§ **Dokumen**:
Kamis, 04 November 2010

Semakin Lemahnya Kepercayaan Masyarakat Terhadap Pemerintah


Malang (ANTARA News) - Sosiolog Universitas Negeri Malang (UM) Dr Zulkarnain Nasution menyatakan, ketidakpercayaan atau menurunnya tingkat kepercayaan terhadap pemerintah dalam satu tahun terakhir ini menjadi pemicu munculnya gejolak sosial.
"Munculnya ketidakpercayaan di lingkungan masyarakat terhadap pemerintahan saat ini memberi andil terhadap gejolak sosial yang akhir-akhir ini sering terjadi, baik antaretnis, agama, bahkan tokoh politik (politikus)," katanya di Malang, Rabu.
Menurunnya kepercayaan masyarakat terhadap pemerintah ini disebabkan tidak terealisasinya janji-janji pemerintah yang seharusnya sudah dilakukan, seperti pengentasan warga dari kemiskinan, pendidikan dapat diperoleh dengan mudah dan murah serta mengurangi jumlah pengangguran.
Namun, tegasnya, fakta yang dihadapi masyarakat sekarang ini justru sebaliknya, yakni harga bahan pangan semakin mahal, biaya pendidikan dan kesehatan semakin mahal. Sehingga, masyarakat mudah terletup emosinya dan memicu aksi-aksi sosial yang meresahkan.

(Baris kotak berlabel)

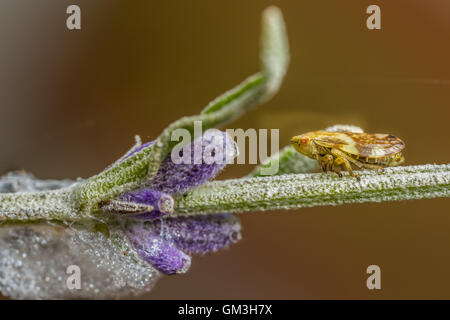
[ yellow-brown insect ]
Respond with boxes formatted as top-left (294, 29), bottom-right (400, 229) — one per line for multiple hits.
top-left (291, 131), bottom-right (405, 180)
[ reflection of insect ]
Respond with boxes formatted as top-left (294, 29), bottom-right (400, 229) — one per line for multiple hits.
top-left (291, 131), bottom-right (405, 180)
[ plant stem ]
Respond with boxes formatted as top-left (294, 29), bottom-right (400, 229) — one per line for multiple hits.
top-left (175, 164), bottom-right (450, 214)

§ **Tugas Anda**:
**a.** Dalam artikel tentang kepercayaan masyarakat terhadap pemerintah, Dr Zulkarnain Nasution disebut sebagai sosiolog dari universitas mana?
**b.** Ubah paragraf yang diawali "Menurunnya kepercayaan masyarakat terhadap pemerintah" dalam artikel tentang kepercayaan masyarakat terhadap pemerintah menjadi daftar singkat, tanpa menghilangkan fakta utamanya.
**c.** Sambung artikel tentang menurunnya kepercayaan masyarakat terhadap pemerintah, mulai setelah kalimat terakhirnya.

§ **Hasil Latihan**:
**a.** Universitas Negeri Malang (UM).

**b.**
Kepercayaan masyarakat terhadap pemerintah menurun karena janji-janji pemerintah yang seharusnya sudah dilakukan tidak terealisasi, yaitu:
- mengentaskan warga dari kemiskinan
- membuat pendidikan mudah dan murah diperoleh
- mengurangi jumlah pengangguran

**c.**
Pemerintah, lanjutnya, selama satu tahun ini masih terfokus pada penyelesaian masalah-masalah internal, seperti penunjukan Kapolri maupun KPK. Padahal, masyarakat menuntut adanya penegakan hukum secara merata dan tegas, tidak tebang pilih.
Kalaupun ada program-program yang membantu masyarakat dari keterpurukan (kemiskinan), katanya, sebagian besar tidak tepat sasaran, seperti Program Nasional Pemberdayaan Masyarakat (PNPM) dan beberapa program lain yang justru "meninabobokan" masyarakat dan terus bergantung pada pemberian (bantuan).
Untuk meminimalkan ketidakpuasan dan membangkitkan kembali kepercayaan masyarakat terhadap pemerintah, lanjutnya, memang ada beberapa langkah yang harus ditempuh oleh pemerintah. Di antaranya adalah penegakan hukum yang adil dan tegas.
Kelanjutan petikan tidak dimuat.